═══ Input records ═══
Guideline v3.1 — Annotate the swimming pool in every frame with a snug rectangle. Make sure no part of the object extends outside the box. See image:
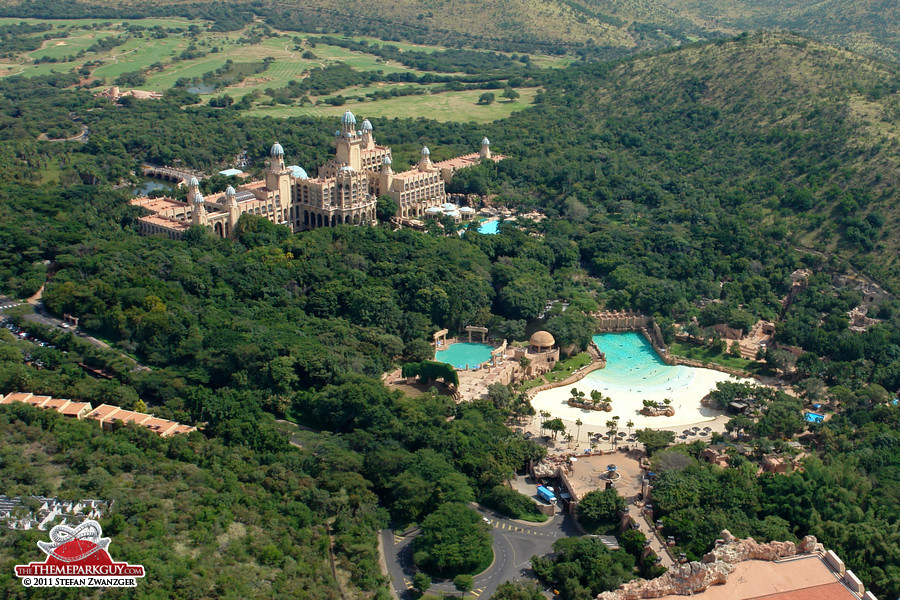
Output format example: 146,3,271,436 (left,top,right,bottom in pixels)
531,333,735,431
434,342,494,369
478,220,500,235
═══
Format the items above as a two-column CSV with the header instruction,boxes and one row per item. Put each item's text in the instruction field and its answer in the boxes field, quote every field, replace line breaks with spaces, and leave out the pictures.

instruction,boxes
"Guideline v3.1 — Annotate the swimming pool in every frame with a snug rectangle. Make sure no part of the object extends outside the box. See image: Output format example: 146,3,271,436 (left,top,right,bottom in pixels)","531,333,735,431 434,342,494,369 478,220,500,235"